─── Provided material

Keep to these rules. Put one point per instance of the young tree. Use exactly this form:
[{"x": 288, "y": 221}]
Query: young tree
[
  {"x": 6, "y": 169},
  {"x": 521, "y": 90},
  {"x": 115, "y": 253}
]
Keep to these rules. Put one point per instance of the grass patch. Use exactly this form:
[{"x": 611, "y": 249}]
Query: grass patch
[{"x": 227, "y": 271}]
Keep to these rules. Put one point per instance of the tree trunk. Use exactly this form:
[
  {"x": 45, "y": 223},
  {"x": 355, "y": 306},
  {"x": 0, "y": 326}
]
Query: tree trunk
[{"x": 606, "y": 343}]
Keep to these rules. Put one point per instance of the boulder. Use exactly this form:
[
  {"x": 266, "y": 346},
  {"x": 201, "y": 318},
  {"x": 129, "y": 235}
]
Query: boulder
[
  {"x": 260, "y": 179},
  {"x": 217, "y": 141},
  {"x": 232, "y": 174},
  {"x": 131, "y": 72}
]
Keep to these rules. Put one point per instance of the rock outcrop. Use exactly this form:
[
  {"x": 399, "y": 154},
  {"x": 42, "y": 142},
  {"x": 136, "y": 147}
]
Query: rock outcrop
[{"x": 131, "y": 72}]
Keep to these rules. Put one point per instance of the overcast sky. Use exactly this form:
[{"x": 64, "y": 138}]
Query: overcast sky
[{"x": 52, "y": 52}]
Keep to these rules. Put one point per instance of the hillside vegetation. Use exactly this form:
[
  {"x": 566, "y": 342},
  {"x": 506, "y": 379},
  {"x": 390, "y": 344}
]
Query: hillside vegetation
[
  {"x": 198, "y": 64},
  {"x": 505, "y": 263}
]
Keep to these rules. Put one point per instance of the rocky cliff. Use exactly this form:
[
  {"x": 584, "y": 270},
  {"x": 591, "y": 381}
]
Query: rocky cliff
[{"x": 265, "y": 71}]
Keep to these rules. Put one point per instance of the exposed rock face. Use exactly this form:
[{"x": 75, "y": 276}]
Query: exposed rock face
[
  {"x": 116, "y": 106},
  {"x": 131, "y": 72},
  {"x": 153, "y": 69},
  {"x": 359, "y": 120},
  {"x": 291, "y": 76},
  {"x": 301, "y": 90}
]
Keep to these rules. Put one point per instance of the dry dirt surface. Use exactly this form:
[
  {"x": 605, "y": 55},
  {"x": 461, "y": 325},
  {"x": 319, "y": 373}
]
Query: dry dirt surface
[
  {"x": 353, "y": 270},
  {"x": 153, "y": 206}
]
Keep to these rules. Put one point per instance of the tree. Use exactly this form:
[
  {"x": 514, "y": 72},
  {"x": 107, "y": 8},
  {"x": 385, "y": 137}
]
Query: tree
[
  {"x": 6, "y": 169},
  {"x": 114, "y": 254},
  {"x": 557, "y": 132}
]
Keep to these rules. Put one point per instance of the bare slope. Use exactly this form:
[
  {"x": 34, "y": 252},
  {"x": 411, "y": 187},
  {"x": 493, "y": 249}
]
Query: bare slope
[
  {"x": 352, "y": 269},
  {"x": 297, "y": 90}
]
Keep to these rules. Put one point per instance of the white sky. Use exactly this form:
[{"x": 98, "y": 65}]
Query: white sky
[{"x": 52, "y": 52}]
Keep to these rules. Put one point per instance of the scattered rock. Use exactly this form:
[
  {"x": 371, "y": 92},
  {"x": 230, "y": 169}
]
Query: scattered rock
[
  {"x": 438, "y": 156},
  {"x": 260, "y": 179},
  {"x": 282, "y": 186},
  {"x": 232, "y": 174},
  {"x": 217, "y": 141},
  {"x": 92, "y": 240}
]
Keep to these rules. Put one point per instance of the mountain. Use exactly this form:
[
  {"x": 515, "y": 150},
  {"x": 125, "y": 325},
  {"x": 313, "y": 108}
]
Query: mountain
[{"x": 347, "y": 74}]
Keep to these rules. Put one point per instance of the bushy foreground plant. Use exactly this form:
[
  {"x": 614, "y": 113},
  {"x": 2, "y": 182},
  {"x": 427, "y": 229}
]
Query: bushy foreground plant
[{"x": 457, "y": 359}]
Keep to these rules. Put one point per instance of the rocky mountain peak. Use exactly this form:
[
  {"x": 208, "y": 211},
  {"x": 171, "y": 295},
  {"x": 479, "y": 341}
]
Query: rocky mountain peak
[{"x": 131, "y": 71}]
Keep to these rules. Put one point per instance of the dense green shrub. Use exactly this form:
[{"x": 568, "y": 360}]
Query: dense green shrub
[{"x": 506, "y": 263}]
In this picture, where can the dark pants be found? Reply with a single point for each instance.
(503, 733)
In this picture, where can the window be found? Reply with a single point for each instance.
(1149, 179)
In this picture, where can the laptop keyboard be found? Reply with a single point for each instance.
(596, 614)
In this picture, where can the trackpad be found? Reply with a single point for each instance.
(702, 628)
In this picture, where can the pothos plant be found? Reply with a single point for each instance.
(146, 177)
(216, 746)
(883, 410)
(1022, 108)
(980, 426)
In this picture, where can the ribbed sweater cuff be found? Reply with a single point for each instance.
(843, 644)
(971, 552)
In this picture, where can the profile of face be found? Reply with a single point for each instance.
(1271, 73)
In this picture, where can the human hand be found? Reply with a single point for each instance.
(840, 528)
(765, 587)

──────

Work order: Every entry above should be returned exactly as written.

Response below:
Keep to these rules. Put one point per instance of the young tree. Use exactly this form:
[{"x": 288, "y": 221}]
Query: young tree
[
  {"x": 6, "y": 169},
  {"x": 521, "y": 90},
  {"x": 115, "y": 253}
]
Keep to these rules. Put one point per instance of the grass patch. Use exactly this form:
[{"x": 611, "y": 249}]
Query: grass patch
[{"x": 227, "y": 271}]
Keep to these rules. Put one point per instance of the tree trunk. Use exactly this form:
[
  {"x": 45, "y": 223},
  {"x": 355, "y": 306},
  {"x": 0, "y": 326}
]
Query: tree trunk
[{"x": 606, "y": 343}]
Keep to these rules. Put one point per instance of the boulder. Use exactly this form:
[
  {"x": 266, "y": 346},
  {"x": 201, "y": 318},
  {"x": 129, "y": 235}
]
Query: boulder
[
  {"x": 260, "y": 179},
  {"x": 217, "y": 141},
  {"x": 232, "y": 174},
  {"x": 131, "y": 72}
]
Keep to these rules. Put one point per instance of the rock outcrop. Use exactly this form:
[
  {"x": 399, "y": 154},
  {"x": 42, "y": 142},
  {"x": 136, "y": 147}
]
Query: rock outcrop
[{"x": 131, "y": 72}]
Keep to these rules. Put one point per instance of the overcast sky. Use exactly this form:
[{"x": 64, "y": 138}]
Query: overcast sky
[{"x": 52, "y": 52}]
Keep to these rules. Put one point per instance of the hillside vegetation. Use exactly this form:
[
  {"x": 566, "y": 342},
  {"x": 506, "y": 379},
  {"x": 390, "y": 344}
]
Query: hillside vegetation
[
  {"x": 198, "y": 64},
  {"x": 505, "y": 263}
]
Keep to these rules. Put one point per instance of the rocky cliff. Use exactly this form:
[
  {"x": 584, "y": 270},
  {"x": 591, "y": 381}
]
Query: rocky cliff
[{"x": 265, "y": 71}]
Keep to these rules. Put one point per instance of the exposed rock face. Use exactly this form:
[{"x": 75, "y": 276}]
Query: exposed rock face
[
  {"x": 116, "y": 106},
  {"x": 131, "y": 72},
  {"x": 153, "y": 69},
  {"x": 359, "y": 120},
  {"x": 291, "y": 76},
  {"x": 301, "y": 90}
]
Keep to these rules. Put one point per instance of the dry dirt surface. Use exactly this form:
[
  {"x": 605, "y": 55},
  {"x": 461, "y": 325},
  {"x": 319, "y": 373}
]
Query: dry dirt surface
[
  {"x": 353, "y": 270},
  {"x": 153, "y": 206}
]
Keep to these rules. Put one point per instance of the tree. Use exactly this form:
[
  {"x": 514, "y": 72},
  {"x": 107, "y": 8},
  {"x": 385, "y": 137}
]
Query: tree
[
  {"x": 6, "y": 169},
  {"x": 114, "y": 254},
  {"x": 557, "y": 132}
]
Keep to these rules. Put one point per instance of the bare slope. Use exactly this form:
[
  {"x": 34, "y": 252},
  {"x": 411, "y": 187},
  {"x": 493, "y": 249}
]
Query: bare slope
[
  {"x": 352, "y": 269},
  {"x": 297, "y": 90}
]
Keep to these rules. Put one point per instance of the white sky. Use exactly this form:
[{"x": 98, "y": 65}]
Query: white sky
[{"x": 52, "y": 52}]
Keep to these rules. Put one point per instance of the scattered rock. Use exactly this form:
[
  {"x": 371, "y": 92},
  {"x": 230, "y": 169}
]
Query: scattered rock
[
  {"x": 438, "y": 156},
  {"x": 260, "y": 179},
  {"x": 282, "y": 186},
  {"x": 232, "y": 174},
  {"x": 217, "y": 141},
  {"x": 92, "y": 240}
]
Keep to these rules. Put one point per instance of the mountain. Use exactly this form:
[
  {"x": 515, "y": 150},
  {"x": 125, "y": 325},
  {"x": 313, "y": 108}
]
Query: mountain
[{"x": 347, "y": 74}]
Keep to these rules. Put one point per instance of the bushy foreground plant. Use exactly this form:
[
  {"x": 614, "y": 113},
  {"x": 2, "y": 182},
  {"x": 427, "y": 229}
]
Query: bushy foreground plant
[{"x": 457, "y": 359}]
Keep to these rules. Put one point per instance of the rocky mountain peak. Use exactly this form:
[
  {"x": 208, "y": 211},
  {"x": 171, "y": 295},
  {"x": 479, "y": 341}
]
Query: rocky mountain peak
[{"x": 131, "y": 71}]
Keep to these rules. Put one point per instance of the dense green shrub. Use exactly this form:
[{"x": 568, "y": 360}]
Query: dense green shrub
[{"x": 506, "y": 263}]
In this picture, where can the dark pants be found? Reply with a single point for each instance.
(503, 733)
In this picture, where can the window be found? Reply with a single point for each instance.
(1149, 179)
In this picture, where can the laptop keyboard be found? Reply with a single point for each instance.
(596, 614)
In this picture, where can the trackpad be found? Reply with a single point for each instance.
(702, 628)
In this picture, where can the pothos plant be found? Reply with a single point for each instance.
(146, 177)
(216, 746)
(883, 410)
(1022, 108)
(980, 426)
In this picture, where can the ribbed sweater cuff be found? Reply with a single point for each instance.
(843, 644)
(971, 552)
In this picture, where can the profile of face be found? Reply with a single point for each instance.
(1271, 73)
In this picture, where can the human hand be found? Reply with a single point for each instance.
(840, 528)
(765, 587)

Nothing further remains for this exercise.